- DATA SUPPLIED
-----

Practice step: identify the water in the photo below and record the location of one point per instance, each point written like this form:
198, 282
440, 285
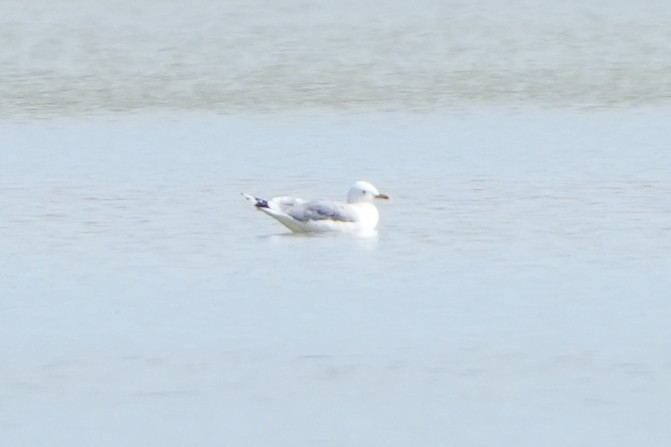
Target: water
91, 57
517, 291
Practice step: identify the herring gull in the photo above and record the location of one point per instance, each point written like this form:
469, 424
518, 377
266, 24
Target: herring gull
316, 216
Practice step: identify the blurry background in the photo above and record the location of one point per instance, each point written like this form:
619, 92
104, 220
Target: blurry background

-----

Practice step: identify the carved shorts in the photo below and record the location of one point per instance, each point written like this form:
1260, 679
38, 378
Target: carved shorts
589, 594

-----

- WORK TO DO
Return, unchanged, the lines from the one containing "Practice step: identify the blurry" through the one containing "Target: blurry background", including both of those lines.

- SOLUTION
Practice step: identify the blurry background in the photo above and record the location of one point per instance, each point written like this form:
619, 92
104, 220
Target: blurry background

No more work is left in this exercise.